I believe that .rds files works fine for yfR (I never saw a performance issue). But I'll keep that in mind. Also, this is very easy to change in the future.

Have you considered to integrate an autoplot functions to plot stock prices. autoplot would e.g. generate plots similarly to those created in the readme / vignette.

No, but I'll also keep it in mind.

Would it be possible to give an estimate of consumed memory of all cached files prior to a download? I would also consider to export yf_get_default_cache_folder() so that users are aware of the function and can easily check where yfR creates the cache.

Probably, but I fell that file size is not really an issue. The cache files are really small.

Nonetheless, I added a "Diagnostics" text at the end of the execution of yf_get. It includes the current size of cache files (see previous figure with output "Diagnostics").

Also, function yf_get_default_cache_folder() is now exported and available to users.

Misc

Do you need to export the magrittr pipe when using it internally?

This was implemented so yfR is compatible with R >= 4.0.0 (personally I preffer the new pipe).

I was not aware that exporting it is unecessary (I simply used usethis::use_pipe() when creating the package). I also feel that no harm is done in allowing the user access to the pipe when loading yfR (I'm not aware of any conflicts).

I took a brief glance at the error messages, and most of them are clear and easy to understand. Maybe you could rephrase

Thanks, I fixed that.

▸ What you need to do:
1) Edit the yfR discussion: rewrite the stretch from "Nonetheless, I added" through "available to users.", replacing "exported" with "made public".
2) In the yfR discussion, what does the "Diagnostics" text added at the end of yf_get include?
The records play no part here.

Data items:
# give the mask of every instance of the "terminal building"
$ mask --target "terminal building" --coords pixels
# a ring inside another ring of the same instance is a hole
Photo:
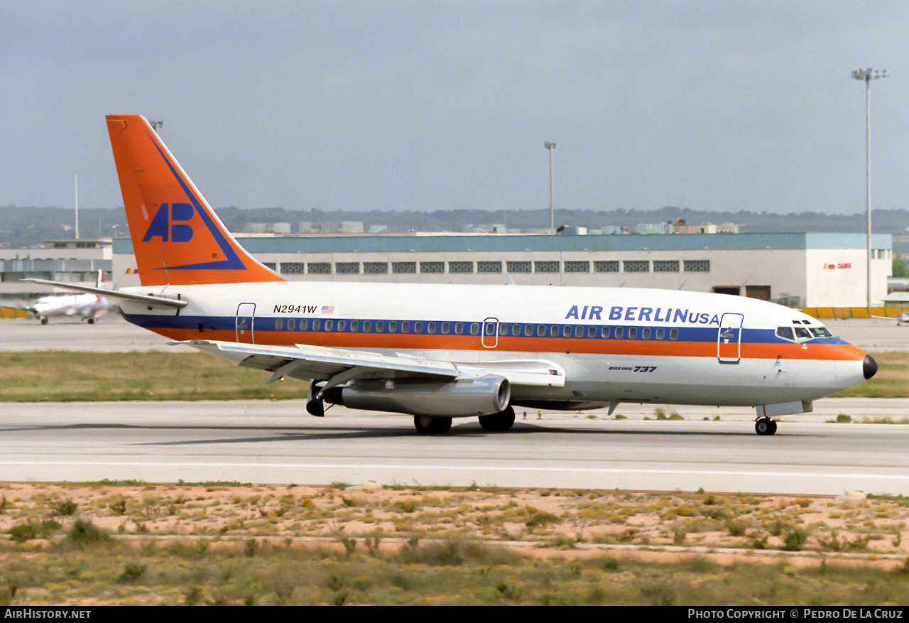
[[[867,303],[863,234],[239,235],[287,279],[651,287],[790,306]],[[872,305],[883,304],[892,238],[872,236]],[[132,241],[113,241],[113,281],[139,286]]]
[[[110,238],[47,240],[36,248],[0,248],[0,302],[25,303],[47,296],[47,287],[22,283],[26,277],[94,286],[103,270],[109,283],[112,257]]]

▸ Answers:
1)
Nonetheless, I added a "Diagnostics" text at the end of the execution of yf_get. It includes the current size of cache files (see previous figure with output "Diagnostics").

Also, function yf_get_default_cache_folder() is now made public and available to users.

2) The current size of the cache files.